## Textauszug
● ● ● ● ●

Zugleich aber stellt sich die Frage nach der Wirksamkeit solcher Interventionen. Vor wenigen Wochen veröffentlichte die „New York Times“ eine Reihe von erschreckenden Grafiken. Diese zeigten, wie das Wahl- und Schauverhalten der Nordamerikaner zusammenhängt. Blaue Flächen an West- und Ostküste sowie um einige Großstädte herum hieß: Hier wird Clinton gewählt und „Big Bang Theory“ oder „Modern Family“ geschaut. Rote Flächen im Süden und in ländlichen Gegenden bedeutete: Hier wird der andere gewählt und „CSI“ oder „America‘s Got Talent“ geschaut. Wie soll da die Rede eines blauen Stars, und sei sie noch so gut, ein rotes Publikum erreichen? Oder wird sie nur die eigene blaue Gemeinde stabilisieren, zugleich aber die Gegner in ihre Gegnerschaft verhärten?

Diese Frage stellt sich auch für die Filme selbst (denn diese sind ja die eigentlichen Statements der Filmmenschen): Wie müssen Filme gedacht und gemacht, beworben und vertrieben werden, dass sie auf eine solche Weise gut für das Gemeinwesen sind, dass sie sogar diejenigen erreichen und überzeugen, die jetzt den Feinden der offenen Gesellschaft folgen? Wie sprechen wir die „anderen“ an und gewinnen sie für unsere gute Sache, wenn wir doch selbst so in unser eigenes Milieu und die eigenen weltanschaulichen Selbstverständnisse verstrickt sind? Diese Frage stellen wir Kirchenmenschen uns mit Blick auf unsere Gemeindearbeit, unsere Gottesdienste und unser gesellschaftliches Engagement. Diese Frage stellen sich aber offenkundig auch die Filmmenschen.

● ● ● ● ●

## Datenauszug
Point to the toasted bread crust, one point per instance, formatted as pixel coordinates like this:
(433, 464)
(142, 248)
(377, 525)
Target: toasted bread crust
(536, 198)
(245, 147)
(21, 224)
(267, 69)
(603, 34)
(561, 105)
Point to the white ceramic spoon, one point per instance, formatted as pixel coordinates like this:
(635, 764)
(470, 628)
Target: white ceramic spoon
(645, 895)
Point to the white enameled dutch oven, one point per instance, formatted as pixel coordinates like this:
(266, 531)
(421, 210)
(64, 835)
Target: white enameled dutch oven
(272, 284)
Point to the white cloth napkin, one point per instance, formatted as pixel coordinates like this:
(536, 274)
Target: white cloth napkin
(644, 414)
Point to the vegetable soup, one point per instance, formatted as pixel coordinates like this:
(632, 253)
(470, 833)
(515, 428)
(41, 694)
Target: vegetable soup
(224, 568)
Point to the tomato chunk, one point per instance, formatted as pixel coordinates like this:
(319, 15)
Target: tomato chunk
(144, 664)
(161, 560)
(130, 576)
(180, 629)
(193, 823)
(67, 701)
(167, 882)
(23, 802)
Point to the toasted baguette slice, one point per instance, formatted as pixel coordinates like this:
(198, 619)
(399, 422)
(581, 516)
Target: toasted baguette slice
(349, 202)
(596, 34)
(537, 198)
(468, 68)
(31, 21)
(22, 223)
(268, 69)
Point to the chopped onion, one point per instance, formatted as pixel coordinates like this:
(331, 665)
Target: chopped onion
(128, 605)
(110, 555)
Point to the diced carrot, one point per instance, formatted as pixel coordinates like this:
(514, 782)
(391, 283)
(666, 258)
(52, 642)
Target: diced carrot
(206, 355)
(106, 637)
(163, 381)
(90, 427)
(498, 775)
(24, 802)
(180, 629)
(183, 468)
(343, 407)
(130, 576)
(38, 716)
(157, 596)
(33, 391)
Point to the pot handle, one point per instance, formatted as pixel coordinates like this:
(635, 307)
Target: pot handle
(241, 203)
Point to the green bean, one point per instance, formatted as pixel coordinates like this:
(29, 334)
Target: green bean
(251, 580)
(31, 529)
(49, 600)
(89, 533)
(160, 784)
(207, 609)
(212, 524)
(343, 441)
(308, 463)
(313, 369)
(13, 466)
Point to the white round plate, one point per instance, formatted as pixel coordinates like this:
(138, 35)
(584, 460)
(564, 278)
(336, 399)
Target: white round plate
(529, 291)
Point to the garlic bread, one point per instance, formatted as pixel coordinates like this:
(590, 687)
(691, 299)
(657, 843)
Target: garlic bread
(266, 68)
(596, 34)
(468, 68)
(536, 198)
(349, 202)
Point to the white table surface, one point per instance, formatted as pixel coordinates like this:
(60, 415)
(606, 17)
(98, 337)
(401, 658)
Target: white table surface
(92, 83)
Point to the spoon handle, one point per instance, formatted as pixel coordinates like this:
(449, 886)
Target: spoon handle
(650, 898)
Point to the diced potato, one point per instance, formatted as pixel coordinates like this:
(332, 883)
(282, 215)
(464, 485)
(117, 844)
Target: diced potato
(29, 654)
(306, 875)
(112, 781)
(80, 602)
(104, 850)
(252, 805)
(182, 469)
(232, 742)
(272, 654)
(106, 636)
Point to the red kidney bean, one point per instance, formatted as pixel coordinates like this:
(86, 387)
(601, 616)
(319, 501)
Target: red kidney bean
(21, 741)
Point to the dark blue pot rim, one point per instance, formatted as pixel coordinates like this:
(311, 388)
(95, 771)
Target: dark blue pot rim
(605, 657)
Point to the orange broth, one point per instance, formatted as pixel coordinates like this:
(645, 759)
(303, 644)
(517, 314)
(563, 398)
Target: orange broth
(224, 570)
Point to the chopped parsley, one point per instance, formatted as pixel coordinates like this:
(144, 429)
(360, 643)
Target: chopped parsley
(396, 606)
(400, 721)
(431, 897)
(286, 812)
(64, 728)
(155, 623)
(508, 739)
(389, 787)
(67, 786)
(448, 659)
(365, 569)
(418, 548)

● ● ● ● ●

## Aufgaben
A: Nenne alle Fernsehsendungen, die im Textauszug mit Titel genannt werden.
B: Welche Zeitung hat laut Textauszug die Grafiken zum Wahl- und Schauverhalten veröffentlicht?
Die Einträge stammen aus einer anderen Quelle als der Textauszug.

## Lösungen
A: „Big Bang Theory“, „Modern Family“, „CSI“, „America‘s Got Talent“

B: Die „New York Times“.